— Set problem —
Please rewrite everything from the line containing "In this exercise you will locate the white flower" down to the line containing "[(177, 276)]" in the data below, swapping "marker" for "pin" and keeping the rest unchanged.

# start of Provided records

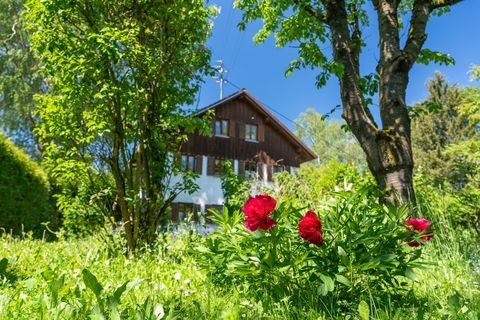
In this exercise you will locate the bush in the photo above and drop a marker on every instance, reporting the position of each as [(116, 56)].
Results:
[(24, 192), (364, 250)]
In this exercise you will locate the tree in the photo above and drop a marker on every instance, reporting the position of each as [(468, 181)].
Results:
[(309, 24), (19, 80), (328, 139), (121, 72), (438, 123)]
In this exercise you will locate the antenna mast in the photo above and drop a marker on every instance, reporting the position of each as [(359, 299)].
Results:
[(220, 68)]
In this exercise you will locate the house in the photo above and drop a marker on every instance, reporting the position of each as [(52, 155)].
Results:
[(248, 135)]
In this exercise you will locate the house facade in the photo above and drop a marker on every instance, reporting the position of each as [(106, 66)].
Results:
[(248, 135)]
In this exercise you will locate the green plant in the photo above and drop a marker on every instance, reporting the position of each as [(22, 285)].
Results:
[(363, 251)]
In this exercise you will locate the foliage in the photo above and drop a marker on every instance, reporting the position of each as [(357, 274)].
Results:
[(328, 36), (120, 73), (363, 251), (86, 206), (328, 139), (437, 124), (20, 79), (91, 278), (312, 184), (24, 192)]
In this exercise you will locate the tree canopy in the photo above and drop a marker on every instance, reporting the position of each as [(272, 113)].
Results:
[(120, 73), (309, 24), (329, 139), (20, 78)]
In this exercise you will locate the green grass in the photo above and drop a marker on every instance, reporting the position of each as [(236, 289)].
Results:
[(46, 280)]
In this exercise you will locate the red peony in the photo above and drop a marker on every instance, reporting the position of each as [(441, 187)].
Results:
[(257, 210), (310, 228), (419, 225)]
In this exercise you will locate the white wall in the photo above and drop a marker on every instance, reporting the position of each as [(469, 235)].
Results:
[(210, 189)]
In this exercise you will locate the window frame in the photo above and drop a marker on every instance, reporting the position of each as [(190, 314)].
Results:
[(186, 160), (250, 129), (248, 173), (219, 167)]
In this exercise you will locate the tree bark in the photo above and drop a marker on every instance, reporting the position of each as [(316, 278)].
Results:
[(388, 150)]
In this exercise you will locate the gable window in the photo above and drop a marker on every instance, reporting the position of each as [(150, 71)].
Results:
[(221, 128), (251, 132), (187, 163)]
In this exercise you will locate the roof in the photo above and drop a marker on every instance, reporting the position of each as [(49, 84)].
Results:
[(262, 109)]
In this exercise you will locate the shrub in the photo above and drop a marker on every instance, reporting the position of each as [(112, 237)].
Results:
[(24, 191), (363, 248)]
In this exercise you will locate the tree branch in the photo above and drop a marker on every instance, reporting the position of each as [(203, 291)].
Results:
[(307, 7), (416, 33), (443, 3)]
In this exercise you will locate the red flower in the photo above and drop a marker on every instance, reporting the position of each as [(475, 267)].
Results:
[(257, 210), (419, 225), (310, 228)]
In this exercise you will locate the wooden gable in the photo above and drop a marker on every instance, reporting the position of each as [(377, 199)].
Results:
[(275, 144)]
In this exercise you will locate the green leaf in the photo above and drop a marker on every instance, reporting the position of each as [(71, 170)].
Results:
[(363, 310), (327, 285), (409, 273), (343, 280), (92, 283), (3, 266)]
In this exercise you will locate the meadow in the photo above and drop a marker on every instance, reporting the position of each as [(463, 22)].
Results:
[(232, 273)]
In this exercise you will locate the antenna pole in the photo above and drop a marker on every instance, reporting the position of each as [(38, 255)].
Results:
[(220, 79)]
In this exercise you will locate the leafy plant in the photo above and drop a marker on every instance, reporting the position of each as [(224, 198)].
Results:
[(363, 250)]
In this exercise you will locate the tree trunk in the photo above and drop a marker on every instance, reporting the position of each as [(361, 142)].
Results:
[(388, 150)]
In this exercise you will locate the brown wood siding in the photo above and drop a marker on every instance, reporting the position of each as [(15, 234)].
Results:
[(211, 166), (272, 140)]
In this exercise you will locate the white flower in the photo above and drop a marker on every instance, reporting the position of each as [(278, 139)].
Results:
[(177, 276)]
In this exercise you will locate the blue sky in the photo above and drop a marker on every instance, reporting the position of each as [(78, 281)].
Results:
[(261, 68)]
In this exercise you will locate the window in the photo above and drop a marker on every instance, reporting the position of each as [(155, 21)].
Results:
[(251, 132), (219, 167), (250, 170), (188, 163), (221, 128), (278, 169)]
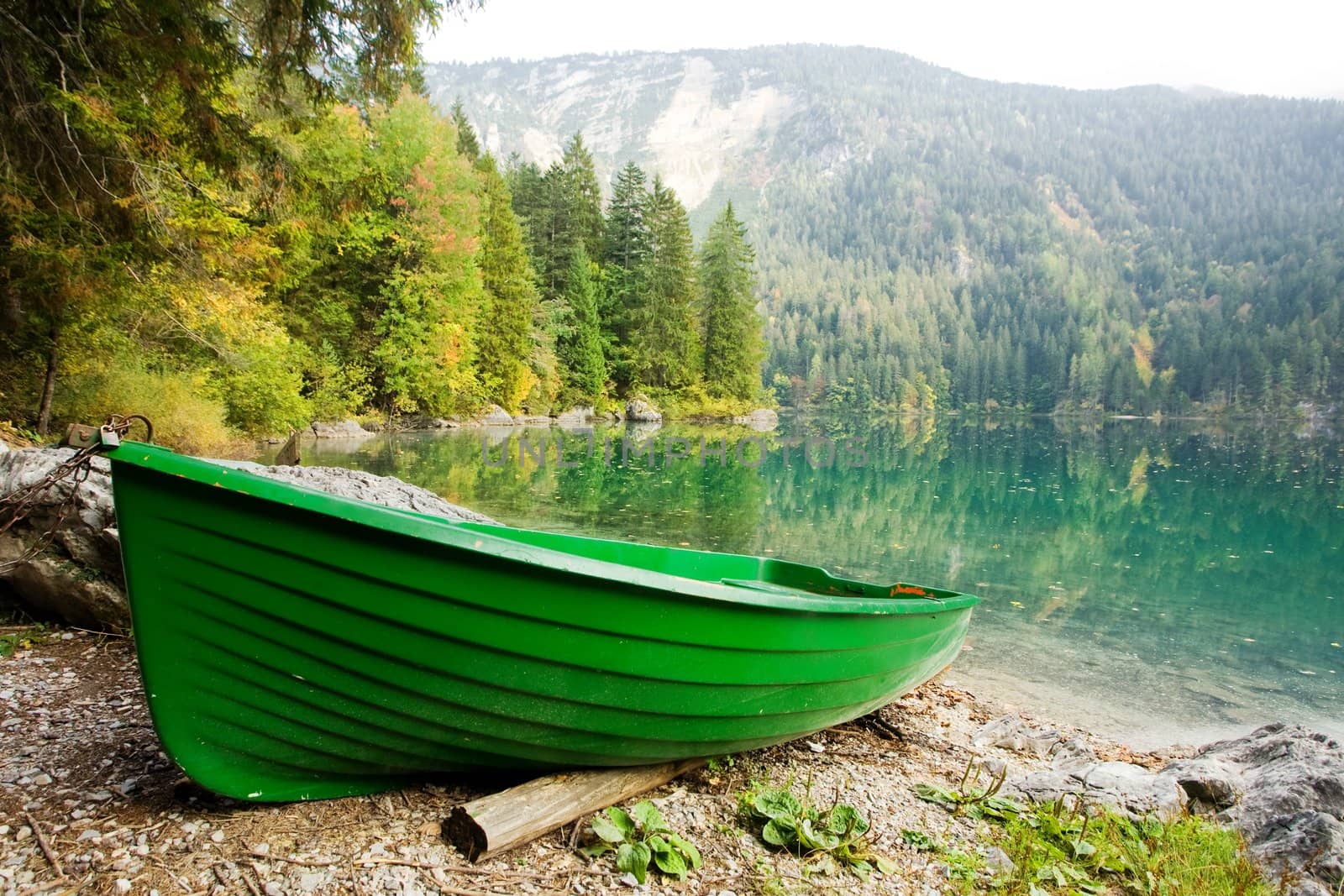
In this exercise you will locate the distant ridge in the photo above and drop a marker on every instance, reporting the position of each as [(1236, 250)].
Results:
[(1132, 250)]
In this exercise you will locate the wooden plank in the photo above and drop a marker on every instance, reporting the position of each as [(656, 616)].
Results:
[(512, 817)]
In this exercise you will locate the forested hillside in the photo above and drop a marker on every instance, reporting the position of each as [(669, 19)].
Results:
[(289, 230), (929, 239)]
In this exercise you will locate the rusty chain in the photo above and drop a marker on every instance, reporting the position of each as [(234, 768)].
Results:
[(18, 506)]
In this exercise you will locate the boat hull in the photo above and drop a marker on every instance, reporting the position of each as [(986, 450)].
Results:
[(295, 645)]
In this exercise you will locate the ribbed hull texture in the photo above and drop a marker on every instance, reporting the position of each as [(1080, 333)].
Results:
[(293, 654)]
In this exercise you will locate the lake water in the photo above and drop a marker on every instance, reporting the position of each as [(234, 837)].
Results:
[(1156, 584)]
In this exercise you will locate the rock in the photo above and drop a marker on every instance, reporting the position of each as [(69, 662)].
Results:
[(582, 416), (640, 410), (1015, 734), (998, 862), (78, 578), (1119, 785), (495, 416), (761, 419), (340, 430), (1283, 788)]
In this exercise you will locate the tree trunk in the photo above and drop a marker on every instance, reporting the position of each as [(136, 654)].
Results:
[(49, 385)]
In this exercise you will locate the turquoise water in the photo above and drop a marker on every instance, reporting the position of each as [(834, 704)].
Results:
[(1156, 584)]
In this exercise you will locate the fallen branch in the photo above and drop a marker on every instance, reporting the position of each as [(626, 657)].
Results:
[(42, 842), (517, 815)]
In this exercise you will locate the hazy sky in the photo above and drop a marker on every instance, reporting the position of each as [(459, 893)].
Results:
[(1287, 47)]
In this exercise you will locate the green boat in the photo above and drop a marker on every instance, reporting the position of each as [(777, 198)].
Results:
[(296, 645)]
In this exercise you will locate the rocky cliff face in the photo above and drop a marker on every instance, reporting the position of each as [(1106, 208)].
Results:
[(685, 116)]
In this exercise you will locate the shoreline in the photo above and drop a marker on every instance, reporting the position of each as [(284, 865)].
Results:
[(80, 759)]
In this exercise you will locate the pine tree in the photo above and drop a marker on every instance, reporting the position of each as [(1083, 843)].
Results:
[(625, 258), (511, 301), (467, 143), (732, 331), (584, 195), (580, 347), (663, 343)]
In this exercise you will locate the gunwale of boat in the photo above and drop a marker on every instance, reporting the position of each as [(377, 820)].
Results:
[(508, 543)]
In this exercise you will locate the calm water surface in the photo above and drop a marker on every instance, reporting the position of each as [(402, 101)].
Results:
[(1153, 582)]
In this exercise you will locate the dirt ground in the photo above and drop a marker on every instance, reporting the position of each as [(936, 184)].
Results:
[(89, 804)]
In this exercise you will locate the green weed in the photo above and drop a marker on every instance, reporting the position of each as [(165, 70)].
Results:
[(827, 840), (638, 839)]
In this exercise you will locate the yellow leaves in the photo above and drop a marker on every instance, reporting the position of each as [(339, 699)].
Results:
[(1142, 348)]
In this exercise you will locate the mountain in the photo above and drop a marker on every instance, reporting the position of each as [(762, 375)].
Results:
[(927, 237)]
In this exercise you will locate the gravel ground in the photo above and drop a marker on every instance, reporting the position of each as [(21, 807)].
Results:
[(91, 804)]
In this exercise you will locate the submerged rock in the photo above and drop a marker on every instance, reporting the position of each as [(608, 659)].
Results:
[(761, 419), (1283, 788), (340, 430), (577, 417), (495, 416), (640, 410), (78, 577)]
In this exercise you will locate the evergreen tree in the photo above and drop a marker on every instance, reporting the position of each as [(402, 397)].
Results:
[(663, 343), (580, 347), (467, 143), (732, 331), (625, 258), (511, 301), (584, 195)]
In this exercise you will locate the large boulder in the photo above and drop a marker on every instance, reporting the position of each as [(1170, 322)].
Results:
[(78, 577), (1283, 786)]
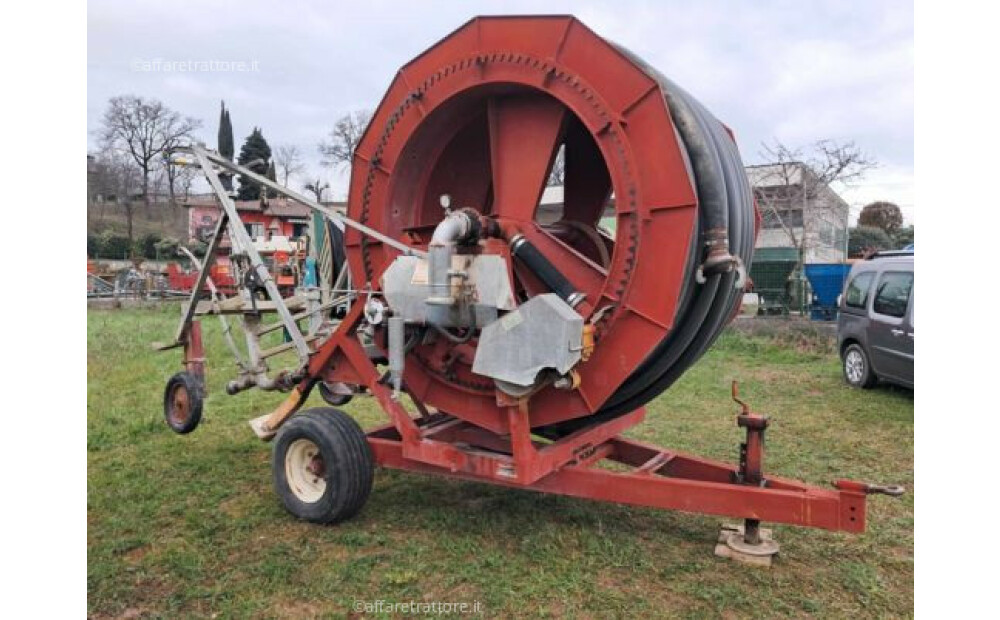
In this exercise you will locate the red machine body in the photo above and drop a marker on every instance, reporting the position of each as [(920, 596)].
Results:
[(480, 116)]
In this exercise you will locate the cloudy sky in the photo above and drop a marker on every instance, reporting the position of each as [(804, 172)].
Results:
[(787, 70)]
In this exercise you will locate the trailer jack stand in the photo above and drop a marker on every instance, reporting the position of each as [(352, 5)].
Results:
[(749, 543)]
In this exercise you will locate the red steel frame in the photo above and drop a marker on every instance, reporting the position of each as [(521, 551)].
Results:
[(485, 436), (437, 443)]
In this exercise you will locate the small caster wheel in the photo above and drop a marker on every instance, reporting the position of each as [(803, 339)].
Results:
[(331, 397), (182, 401), (323, 466)]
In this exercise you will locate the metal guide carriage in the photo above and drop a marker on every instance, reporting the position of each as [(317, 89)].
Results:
[(527, 342)]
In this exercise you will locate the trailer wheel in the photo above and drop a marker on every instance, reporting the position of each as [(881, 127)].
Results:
[(331, 397), (323, 466), (182, 402)]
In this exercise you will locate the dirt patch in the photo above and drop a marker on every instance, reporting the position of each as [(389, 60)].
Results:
[(798, 333)]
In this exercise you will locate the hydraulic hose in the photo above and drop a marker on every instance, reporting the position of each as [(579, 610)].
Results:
[(526, 252)]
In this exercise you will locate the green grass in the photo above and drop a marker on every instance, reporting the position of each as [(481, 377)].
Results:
[(190, 527)]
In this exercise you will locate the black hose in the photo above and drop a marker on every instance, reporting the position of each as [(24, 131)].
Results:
[(526, 252), (725, 218)]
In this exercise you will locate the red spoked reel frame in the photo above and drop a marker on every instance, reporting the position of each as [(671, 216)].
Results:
[(480, 116)]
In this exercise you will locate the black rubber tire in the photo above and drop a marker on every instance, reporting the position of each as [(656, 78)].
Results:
[(348, 463), (182, 403), (867, 377), (328, 396)]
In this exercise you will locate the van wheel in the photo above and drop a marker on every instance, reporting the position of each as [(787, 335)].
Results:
[(857, 369), (323, 466)]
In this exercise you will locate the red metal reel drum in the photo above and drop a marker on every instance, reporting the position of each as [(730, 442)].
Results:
[(481, 116)]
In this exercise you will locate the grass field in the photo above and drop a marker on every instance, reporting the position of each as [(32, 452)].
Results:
[(190, 527)]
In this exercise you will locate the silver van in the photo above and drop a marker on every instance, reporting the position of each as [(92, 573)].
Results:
[(875, 328)]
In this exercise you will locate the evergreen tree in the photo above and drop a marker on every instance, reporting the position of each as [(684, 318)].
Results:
[(255, 148), (226, 146)]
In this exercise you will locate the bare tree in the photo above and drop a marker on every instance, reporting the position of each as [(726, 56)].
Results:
[(317, 188), (115, 179), (289, 161), (144, 129), (338, 149)]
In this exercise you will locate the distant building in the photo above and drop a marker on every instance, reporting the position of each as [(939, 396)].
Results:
[(279, 217), (818, 215)]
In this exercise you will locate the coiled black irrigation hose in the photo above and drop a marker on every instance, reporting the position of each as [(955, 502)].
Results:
[(725, 201)]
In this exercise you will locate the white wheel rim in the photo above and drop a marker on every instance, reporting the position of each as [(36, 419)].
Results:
[(854, 364), (305, 471)]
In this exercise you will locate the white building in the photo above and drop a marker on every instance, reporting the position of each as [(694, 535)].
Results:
[(815, 214)]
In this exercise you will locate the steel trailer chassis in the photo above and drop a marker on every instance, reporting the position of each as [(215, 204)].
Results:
[(436, 443)]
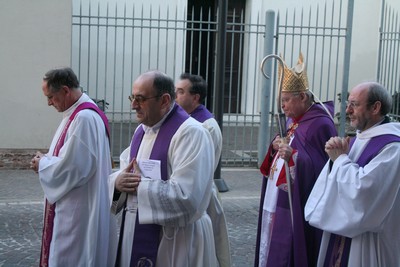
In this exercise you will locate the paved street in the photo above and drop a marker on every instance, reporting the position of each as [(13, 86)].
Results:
[(21, 200)]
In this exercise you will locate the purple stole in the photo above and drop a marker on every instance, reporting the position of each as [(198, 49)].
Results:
[(201, 114), (49, 211), (339, 246), (147, 236)]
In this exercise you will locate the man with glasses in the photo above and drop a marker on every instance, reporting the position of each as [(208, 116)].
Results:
[(79, 229), (164, 182), (191, 91), (356, 199), (284, 238)]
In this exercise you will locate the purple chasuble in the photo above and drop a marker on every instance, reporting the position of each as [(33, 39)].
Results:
[(49, 212), (338, 251), (147, 236), (300, 246), (201, 114)]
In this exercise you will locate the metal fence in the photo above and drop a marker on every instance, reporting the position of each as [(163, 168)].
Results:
[(112, 45), (389, 55)]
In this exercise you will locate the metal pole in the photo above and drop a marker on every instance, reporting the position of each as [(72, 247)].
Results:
[(264, 135), (346, 68), (220, 82)]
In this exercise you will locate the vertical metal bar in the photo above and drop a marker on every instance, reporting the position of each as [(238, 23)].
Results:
[(220, 81), (263, 133), (380, 46), (114, 65), (346, 66), (88, 51), (121, 128), (97, 54)]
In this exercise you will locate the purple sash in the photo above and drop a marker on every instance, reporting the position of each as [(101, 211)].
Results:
[(201, 114), (339, 246), (49, 211), (147, 236)]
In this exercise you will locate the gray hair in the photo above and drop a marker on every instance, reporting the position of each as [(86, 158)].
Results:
[(376, 92)]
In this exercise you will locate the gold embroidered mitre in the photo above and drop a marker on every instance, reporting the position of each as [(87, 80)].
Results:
[(294, 79)]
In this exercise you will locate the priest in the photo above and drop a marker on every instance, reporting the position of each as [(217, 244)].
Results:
[(284, 238), (356, 199)]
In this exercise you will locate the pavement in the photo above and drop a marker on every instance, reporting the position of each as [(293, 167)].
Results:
[(21, 212)]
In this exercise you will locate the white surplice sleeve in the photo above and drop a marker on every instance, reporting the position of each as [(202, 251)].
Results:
[(184, 197), (76, 161), (351, 200)]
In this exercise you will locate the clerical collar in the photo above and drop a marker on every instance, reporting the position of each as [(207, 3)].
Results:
[(385, 119), (156, 127)]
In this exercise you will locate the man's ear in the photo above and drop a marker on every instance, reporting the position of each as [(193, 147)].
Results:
[(165, 100), (197, 98), (66, 89), (376, 107)]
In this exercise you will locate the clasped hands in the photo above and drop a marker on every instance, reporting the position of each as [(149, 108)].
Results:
[(283, 149), (35, 161), (128, 180)]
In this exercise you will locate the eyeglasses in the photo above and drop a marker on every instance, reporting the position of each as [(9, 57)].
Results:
[(140, 99), (352, 104)]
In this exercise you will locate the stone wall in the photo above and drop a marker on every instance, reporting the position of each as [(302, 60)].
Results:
[(16, 159)]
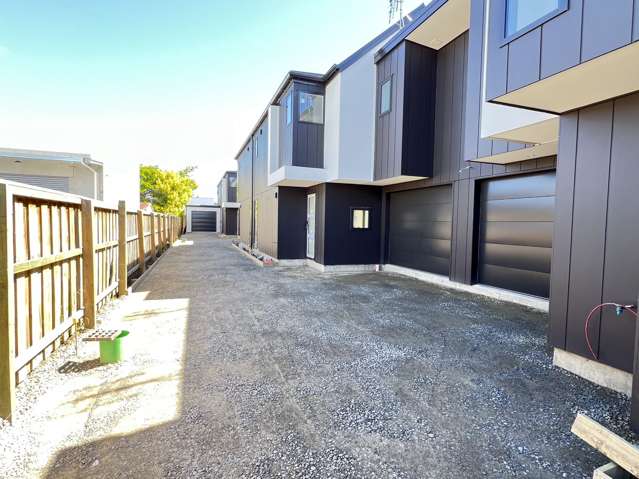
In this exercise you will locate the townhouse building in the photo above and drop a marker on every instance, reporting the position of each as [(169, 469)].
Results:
[(487, 144), (229, 206)]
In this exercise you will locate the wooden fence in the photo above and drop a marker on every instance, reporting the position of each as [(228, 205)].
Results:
[(62, 257)]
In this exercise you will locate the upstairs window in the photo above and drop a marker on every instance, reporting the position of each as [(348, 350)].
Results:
[(385, 97), (360, 218), (288, 104), (311, 108), (523, 15)]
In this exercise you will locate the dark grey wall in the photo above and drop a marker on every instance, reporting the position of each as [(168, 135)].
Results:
[(404, 136), (588, 28), (291, 223), (308, 138), (595, 257), (286, 131), (459, 86), (229, 221), (341, 243), (245, 193), (301, 143), (419, 110), (388, 127), (266, 214), (474, 145)]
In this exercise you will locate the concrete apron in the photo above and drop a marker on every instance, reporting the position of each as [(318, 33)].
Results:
[(593, 371)]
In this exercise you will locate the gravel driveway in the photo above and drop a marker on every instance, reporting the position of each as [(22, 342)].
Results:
[(242, 371)]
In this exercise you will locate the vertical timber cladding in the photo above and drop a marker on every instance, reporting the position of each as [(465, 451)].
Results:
[(515, 232), (420, 229)]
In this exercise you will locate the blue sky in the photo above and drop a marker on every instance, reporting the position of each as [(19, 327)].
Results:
[(173, 83)]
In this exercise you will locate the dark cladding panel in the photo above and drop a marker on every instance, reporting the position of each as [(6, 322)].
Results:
[(291, 223), (605, 27), (557, 54), (497, 60), (308, 138), (342, 243), (523, 60), (419, 111), (621, 274), (589, 223), (286, 130), (388, 129), (593, 27)]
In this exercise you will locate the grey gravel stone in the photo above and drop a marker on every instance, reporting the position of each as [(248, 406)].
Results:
[(291, 373)]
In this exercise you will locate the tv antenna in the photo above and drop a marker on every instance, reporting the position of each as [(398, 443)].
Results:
[(396, 7)]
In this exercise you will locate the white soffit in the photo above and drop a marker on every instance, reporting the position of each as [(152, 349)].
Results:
[(297, 176), (541, 132), (398, 179), (447, 23), (523, 154), (608, 76)]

# end of Provided records

— Completed task —
In this exercise you will locate the white flower in the photo above and drop a pin on every instance, reporting the position of each as [(278, 139)].
Results:
[(177, 276)]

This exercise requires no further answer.